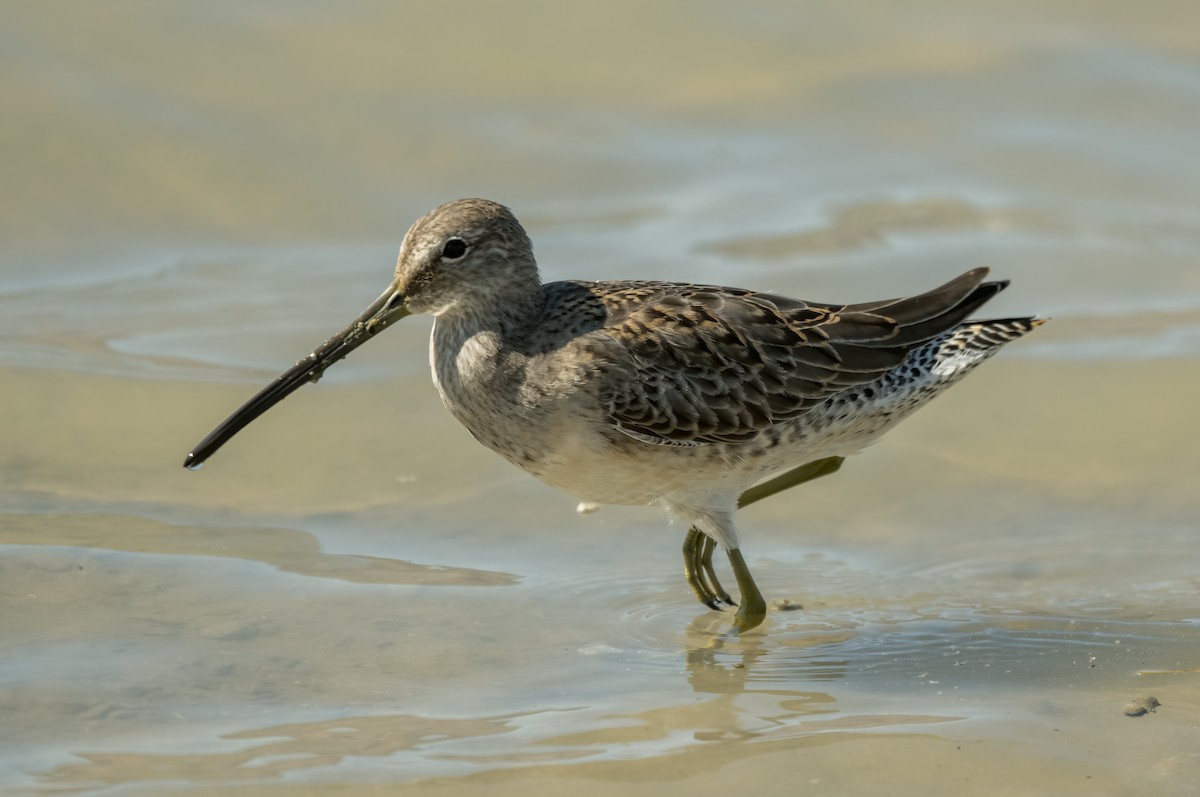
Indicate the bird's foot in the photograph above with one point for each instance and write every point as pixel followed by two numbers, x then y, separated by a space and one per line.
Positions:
pixel 697 570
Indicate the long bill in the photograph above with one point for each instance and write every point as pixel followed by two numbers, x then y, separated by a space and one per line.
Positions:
pixel 384 311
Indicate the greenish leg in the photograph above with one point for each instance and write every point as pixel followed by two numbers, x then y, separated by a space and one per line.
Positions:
pixel 697 550
pixel 791 479
pixel 706 562
pixel 697 570
pixel 754 607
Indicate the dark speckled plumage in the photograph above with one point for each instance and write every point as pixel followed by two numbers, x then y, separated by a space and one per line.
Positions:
pixel 639 393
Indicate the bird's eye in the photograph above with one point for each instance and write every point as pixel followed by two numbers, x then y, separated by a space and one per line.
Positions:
pixel 454 249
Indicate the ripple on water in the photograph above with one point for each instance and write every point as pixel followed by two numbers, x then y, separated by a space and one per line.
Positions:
pixel 873 629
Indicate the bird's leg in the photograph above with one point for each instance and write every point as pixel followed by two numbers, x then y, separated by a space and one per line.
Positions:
pixel 754 607
pixel 697 569
pixel 706 562
pixel 795 477
pixel 697 550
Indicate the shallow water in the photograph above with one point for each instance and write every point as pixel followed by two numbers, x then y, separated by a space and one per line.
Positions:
pixel 353 594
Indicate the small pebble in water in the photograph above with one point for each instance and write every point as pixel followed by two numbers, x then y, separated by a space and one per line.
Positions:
pixel 1141 706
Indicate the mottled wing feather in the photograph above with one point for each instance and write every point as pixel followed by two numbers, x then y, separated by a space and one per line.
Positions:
pixel 700 364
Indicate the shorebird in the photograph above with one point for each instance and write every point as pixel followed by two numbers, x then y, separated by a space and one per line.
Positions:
pixel 694 397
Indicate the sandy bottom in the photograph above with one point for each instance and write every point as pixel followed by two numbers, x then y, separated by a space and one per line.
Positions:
pixel 354 594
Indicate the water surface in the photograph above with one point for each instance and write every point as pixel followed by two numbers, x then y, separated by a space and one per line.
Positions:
pixel 353 594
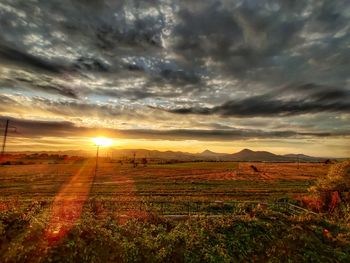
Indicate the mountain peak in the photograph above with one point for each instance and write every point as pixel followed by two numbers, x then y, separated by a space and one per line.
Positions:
pixel 246 151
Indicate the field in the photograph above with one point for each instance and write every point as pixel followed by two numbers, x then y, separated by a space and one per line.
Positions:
pixel 64 212
pixel 182 181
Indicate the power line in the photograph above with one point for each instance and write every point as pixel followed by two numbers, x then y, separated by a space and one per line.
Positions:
pixel 7 127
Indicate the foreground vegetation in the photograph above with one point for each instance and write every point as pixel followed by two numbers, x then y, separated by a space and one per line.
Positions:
pixel 266 236
pixel 62 213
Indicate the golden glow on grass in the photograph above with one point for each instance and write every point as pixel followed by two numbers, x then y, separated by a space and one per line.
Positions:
pixel 102 141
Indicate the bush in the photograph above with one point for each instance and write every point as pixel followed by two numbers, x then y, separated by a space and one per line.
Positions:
pixel 331 190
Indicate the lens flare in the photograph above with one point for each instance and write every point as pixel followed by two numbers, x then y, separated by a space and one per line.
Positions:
pixel 102 141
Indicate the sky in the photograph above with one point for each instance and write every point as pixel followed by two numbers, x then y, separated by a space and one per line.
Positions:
pixel 177 75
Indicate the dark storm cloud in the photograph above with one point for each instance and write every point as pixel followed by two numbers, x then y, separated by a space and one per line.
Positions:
pixel 36 129
pixel 178 49
pixel 15 55
pixel 314 99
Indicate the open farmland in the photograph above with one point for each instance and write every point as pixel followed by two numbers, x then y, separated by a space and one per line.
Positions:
pixel 181 181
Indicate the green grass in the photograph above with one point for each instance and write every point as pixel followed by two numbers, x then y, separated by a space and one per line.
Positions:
pixel 266 237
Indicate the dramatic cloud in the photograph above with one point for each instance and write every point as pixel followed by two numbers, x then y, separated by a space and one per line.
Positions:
pixel 35 128
pixel 315 99
pixel 179 68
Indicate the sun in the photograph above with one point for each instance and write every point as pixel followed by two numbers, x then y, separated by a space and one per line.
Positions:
pixel 102 141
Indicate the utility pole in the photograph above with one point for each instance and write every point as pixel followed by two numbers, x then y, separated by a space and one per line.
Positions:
pixel 98 148
pixel 5 137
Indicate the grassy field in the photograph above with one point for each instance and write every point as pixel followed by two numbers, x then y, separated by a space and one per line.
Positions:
pixel 190 181
pixel 63 212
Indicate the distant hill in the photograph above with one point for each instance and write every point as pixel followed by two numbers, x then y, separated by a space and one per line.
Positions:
pixel 207 155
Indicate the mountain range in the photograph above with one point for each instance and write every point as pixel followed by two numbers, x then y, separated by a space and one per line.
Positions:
pixel 207 155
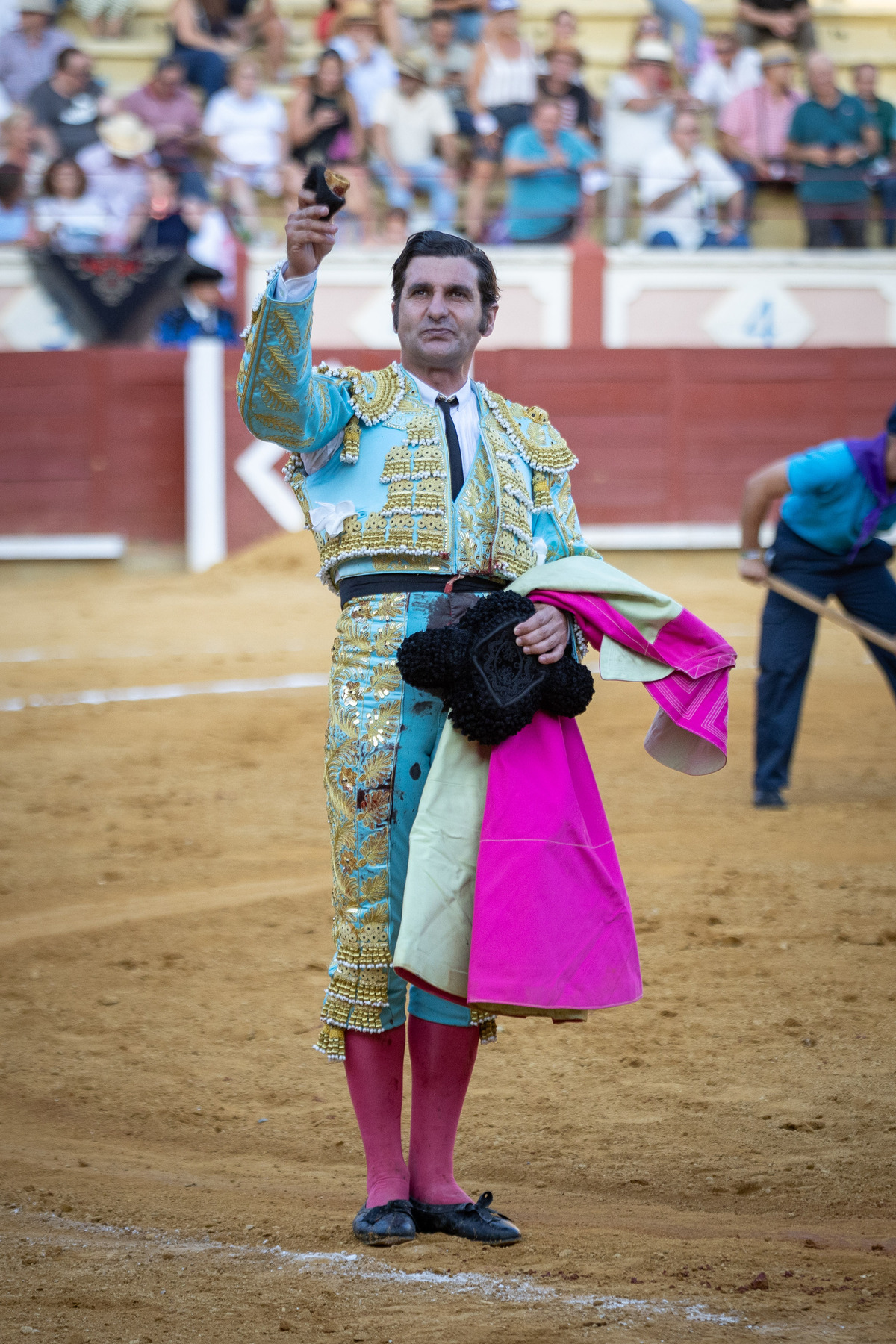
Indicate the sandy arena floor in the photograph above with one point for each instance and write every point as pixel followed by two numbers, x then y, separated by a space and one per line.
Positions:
pixel 715 1163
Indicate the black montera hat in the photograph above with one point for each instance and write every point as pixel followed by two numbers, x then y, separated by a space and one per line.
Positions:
pixel 199 275
pixel 488 685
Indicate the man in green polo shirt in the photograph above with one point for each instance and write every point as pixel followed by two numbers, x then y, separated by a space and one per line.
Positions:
pixel 832 134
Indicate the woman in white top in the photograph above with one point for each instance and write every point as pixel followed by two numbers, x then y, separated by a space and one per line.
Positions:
pixel 247 131
pixel 66 214
pixel 501 89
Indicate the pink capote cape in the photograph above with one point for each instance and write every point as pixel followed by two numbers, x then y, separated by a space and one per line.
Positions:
pixel 553 925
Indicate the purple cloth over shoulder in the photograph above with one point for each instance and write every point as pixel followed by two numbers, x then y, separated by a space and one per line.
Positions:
pixel 869 456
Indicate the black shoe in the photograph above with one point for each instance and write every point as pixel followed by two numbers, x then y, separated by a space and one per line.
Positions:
pixel 477 1222
pixel 386 1225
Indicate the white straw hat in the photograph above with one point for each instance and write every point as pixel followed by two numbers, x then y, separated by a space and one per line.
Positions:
pixel 125 136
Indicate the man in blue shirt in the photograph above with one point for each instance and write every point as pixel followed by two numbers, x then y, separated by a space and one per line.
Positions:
pixel 199 314
pixel 543 166
pixel 832 134
pixel 836 497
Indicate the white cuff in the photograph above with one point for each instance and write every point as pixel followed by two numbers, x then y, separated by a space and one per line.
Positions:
pixel 296 289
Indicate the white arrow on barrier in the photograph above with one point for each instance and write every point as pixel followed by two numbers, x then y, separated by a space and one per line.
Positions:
pixel 270 490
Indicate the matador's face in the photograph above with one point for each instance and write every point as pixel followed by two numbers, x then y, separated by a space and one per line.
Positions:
pixel 440 317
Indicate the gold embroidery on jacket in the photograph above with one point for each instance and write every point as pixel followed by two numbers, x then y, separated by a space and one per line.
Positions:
pixel 361 744
pixel 532 435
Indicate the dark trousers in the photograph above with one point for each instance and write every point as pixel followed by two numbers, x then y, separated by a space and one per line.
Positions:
pixel 832 226
pixel 867 591
pixel 205 69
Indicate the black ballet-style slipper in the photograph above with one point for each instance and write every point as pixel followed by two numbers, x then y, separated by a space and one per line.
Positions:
pixel 476 1222
pixel 386 1225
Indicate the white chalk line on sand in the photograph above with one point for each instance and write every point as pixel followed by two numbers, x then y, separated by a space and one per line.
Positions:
pixel 352 1265
pixel 294 682
pixel 66 653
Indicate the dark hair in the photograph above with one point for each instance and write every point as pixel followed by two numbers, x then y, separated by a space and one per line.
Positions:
pixel 433 243
pixel 11 183
pixel 171 63
pixel 65 55
pixel 49 188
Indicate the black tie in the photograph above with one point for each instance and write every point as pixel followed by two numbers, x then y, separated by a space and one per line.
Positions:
pixel 455 461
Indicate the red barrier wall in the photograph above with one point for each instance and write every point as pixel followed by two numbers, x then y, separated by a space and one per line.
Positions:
pixel 92 441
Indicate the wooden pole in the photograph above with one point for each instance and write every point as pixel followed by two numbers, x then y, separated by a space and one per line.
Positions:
pixel 830 613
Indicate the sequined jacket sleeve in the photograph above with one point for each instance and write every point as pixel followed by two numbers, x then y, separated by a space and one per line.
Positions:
pixel 556 522
pixel 281 398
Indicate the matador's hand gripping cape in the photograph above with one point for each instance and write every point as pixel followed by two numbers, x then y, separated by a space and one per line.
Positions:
pixel 514 900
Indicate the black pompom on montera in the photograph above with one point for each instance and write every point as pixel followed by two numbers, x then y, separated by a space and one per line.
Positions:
pixel 488 685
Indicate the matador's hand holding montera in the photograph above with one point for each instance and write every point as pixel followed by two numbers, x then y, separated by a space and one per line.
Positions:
pixel 309 237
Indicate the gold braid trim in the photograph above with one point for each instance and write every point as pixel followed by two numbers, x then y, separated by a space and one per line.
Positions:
pixel 487 1023
pixel 331 1043
pixel 536 440
pixel 351 443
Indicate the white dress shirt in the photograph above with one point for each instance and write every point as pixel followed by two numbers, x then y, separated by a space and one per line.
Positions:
pixel 465 414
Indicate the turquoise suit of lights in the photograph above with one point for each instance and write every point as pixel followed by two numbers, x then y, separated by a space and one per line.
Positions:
pixel 382 504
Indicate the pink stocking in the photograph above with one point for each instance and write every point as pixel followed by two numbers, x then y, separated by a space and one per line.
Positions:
pixel 374 1068
pixel 442 1062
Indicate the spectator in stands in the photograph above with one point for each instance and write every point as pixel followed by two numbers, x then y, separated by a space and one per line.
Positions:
pixel 327 20
pixel 561 84
pixel 255 23
pixel 66 214
pixel 28 54
pixel 22 143
pixel 171 113
pixel 564 28
pixel 247 131
pixel 70 104
pixel 447 63
pixel 785 20
pixel 203 43
pixel 116 167
pixel 501 89
pixel 104 18
pixel 880 175
pixel 649 26
pixel 213 241
pixel 754 127
pixel 323 127
pixel 368 40
pixel 832 134
pixel 200 312
pixel 548 169
pixel 682 184
pixel 729 72
pixel 467 18
pixel 679 13
pixel 15 221
pixel 637 114
pixel 411 127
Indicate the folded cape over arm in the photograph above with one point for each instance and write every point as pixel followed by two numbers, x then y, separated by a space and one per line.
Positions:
pixel 514 894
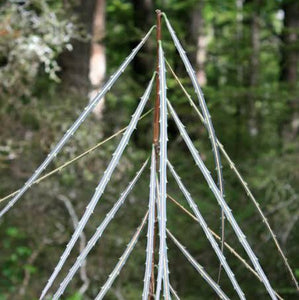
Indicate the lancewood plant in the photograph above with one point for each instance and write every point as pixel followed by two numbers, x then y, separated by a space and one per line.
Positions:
pixel 158 195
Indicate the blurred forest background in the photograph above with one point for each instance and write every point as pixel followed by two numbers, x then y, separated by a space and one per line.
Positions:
pixel 55 54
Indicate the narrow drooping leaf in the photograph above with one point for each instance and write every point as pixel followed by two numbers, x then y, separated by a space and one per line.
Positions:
pixel 122 260
pixel 101 186
pixel 163 272
pixel 222 202
pixel 242 181
pixel 199 268
pixel 81 258
pixel 75 125
pixel 207 118
pixel 173 292
pixel 229 247
pixel 150 230
pixel 208 234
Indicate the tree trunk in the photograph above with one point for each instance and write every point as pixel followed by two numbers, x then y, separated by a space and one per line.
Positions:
pixel 97 63
pixel 289 65
pixel 252 20
pixel 144 63
pixel 197 37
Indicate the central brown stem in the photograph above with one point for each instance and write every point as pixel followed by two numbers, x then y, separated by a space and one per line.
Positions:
pixel 157 146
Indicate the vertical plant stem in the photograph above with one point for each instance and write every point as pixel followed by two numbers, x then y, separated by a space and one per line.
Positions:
pixel 156 145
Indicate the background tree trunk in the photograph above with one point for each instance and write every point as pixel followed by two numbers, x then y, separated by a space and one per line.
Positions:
pixel 289 65
pixel 97 63
pixel 198 37
pixel 143 15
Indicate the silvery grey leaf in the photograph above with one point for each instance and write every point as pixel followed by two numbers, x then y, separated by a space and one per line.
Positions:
pixel 222 203
pixel 199 268
pixel 150 231
pixel 75 126
pixel 121 261
pixel 206 230
pixel 101 186
pixel 97 235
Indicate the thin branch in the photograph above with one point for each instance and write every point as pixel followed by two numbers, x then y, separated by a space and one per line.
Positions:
pixel 209 236
pixel 122 260
pixel 163 262
pixel 230 248
pixel 68 163
pixel 242 181
pixel 199 162
pixel 199 268
pixel 208 123
pixel 75 125
pixel 101 186
pixel 173 292
pixel 150 231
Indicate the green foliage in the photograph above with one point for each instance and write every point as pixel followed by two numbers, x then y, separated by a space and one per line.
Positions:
pixel 35 111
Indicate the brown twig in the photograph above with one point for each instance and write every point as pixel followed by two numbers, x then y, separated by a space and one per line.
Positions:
pixel 156 145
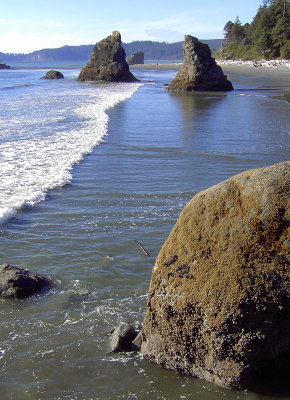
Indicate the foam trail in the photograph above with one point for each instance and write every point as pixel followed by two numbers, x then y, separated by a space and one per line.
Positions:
pixel 43 159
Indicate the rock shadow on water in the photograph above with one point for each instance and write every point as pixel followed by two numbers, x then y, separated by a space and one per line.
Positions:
pixel 194 104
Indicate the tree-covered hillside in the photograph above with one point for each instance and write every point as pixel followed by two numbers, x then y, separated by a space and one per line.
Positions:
pixel 267 37
pixel 152 51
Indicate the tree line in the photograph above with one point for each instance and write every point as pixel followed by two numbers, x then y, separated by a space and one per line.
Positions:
pixel 266 37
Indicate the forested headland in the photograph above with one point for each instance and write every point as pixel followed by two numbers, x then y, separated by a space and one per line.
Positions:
pixel 266 37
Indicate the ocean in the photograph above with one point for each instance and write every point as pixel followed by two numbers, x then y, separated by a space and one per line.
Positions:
pixel 86 170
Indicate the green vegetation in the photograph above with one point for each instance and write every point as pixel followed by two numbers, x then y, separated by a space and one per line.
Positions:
pixel 152 50
pixel 267 37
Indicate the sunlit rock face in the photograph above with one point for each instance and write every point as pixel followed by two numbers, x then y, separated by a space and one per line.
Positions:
pixel 199 70
pixel 219 298
pixel 107 62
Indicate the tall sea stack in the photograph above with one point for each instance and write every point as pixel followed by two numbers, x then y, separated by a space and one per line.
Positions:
pixel 107 62
pixel 199 70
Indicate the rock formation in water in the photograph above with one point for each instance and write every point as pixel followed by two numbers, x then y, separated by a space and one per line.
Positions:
pixel 123 337
pixel 219 298
pixel 4 66
pixel 199 70
pixel 136 58
pixel 107 62
pixel 18 283
pixel 52 74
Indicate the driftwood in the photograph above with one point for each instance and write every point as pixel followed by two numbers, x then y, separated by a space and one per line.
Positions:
pixel 142 248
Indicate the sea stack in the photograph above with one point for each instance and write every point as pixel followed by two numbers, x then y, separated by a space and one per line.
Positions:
pixel 52 74
pixel 219 298
pixel 136 58
pixel 107 62
pixel 199 70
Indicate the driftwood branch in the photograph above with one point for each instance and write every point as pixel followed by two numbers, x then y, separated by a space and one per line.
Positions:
pixel 142 248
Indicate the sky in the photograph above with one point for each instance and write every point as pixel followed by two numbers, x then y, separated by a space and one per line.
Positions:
pixel 29 25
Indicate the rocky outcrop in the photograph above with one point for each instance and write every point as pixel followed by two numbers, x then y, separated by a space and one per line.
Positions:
pixel 107 62
pixel 136 58
pixel 52 74
pixel 18 283
pixel 219 298
pixel 4 66
pixel 199 70
pixel 123 337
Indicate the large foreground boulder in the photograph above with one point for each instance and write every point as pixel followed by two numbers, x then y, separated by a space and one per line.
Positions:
pixel 199 70
pixel 107 62
pixel 18 283
pixel 219 298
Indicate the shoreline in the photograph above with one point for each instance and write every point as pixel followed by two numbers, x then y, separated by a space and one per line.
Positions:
pixel 272 76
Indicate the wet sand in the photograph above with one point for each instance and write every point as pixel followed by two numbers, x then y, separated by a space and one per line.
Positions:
pixel 276 78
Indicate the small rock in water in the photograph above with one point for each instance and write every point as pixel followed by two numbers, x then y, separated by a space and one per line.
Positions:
pixel 18 283
pixel 122 338
pixel 52 74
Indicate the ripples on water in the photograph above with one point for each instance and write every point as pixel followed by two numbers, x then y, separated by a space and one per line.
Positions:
pixel 160 150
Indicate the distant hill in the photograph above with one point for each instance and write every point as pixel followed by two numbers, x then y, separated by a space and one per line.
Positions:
pixel 152 51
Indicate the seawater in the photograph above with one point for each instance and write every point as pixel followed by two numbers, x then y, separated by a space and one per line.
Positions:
pixel 85 170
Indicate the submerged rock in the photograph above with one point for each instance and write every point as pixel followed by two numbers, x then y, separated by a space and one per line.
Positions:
pixel 107 62
pixel 219 298
pixel 136 58
pixel 123 337
pixel 52 74
pixel 18 283
pixel 199 70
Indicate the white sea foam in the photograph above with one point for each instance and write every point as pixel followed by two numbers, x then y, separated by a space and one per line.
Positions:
pixel 46 133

Written exercise
Copy the lines of the records above, from the line that contains "Indicate the woman" through the line that contains "pixel 270 490", inclusive, without changing anything.

Solved problem
Indicate the woman in white top in the photograph above with one point for each instance and write every point as pixel followed by two numbers, x then y, separated by a space and one per line.
Positions:
pixel 247 131
pixel 66 214
pixel 501 89
Indicate the pink capote cape in the photograph above with one point for each instance and write every point as pixel followed by two numbers, x then y, separated by a space and one per line.
Positions:
pixel 553 925
Indicate the purple cloth over shoulder in the photograph above with one point for each instance and write every point as pixel followed by two numbers, x then y, separated by a space and one per line.
Positions:
pixel 869 456
Indicate the black shoe in the photograph above with one point for each instance and write every point as pixel followed by two numbers, x then y, separated by a space and one per line.
Positions:
pixel 477 1222
pixel 386 1225
Indicate the white straw hat in the photograph above with one point for each instance and write every point as pixel followed by two numbers, x then y, separated by a space and one per line.
Positions:
pixel 125 136
Indicate the man in blue shirt in the photograph above with one point for each instance and write every point as pixel followed by two numbers, x then y, separated by a space and one per line.
Positions:
pixel 199 314
pixel 543 166
pixel 832 134
pixel 836 497
Indicate the white cuff in the photograph above with one point for each instance and write every point as pixel followed by two numbers, x then y, separated by a space and one per line.
Positions:
pixel 296 289
Indicate the white arrow on barrier in the photograph above with one point for each instance and write every point as pixel followed by two numbers, x then y, separated by a space and one per line.
Positions:
pixel 270 490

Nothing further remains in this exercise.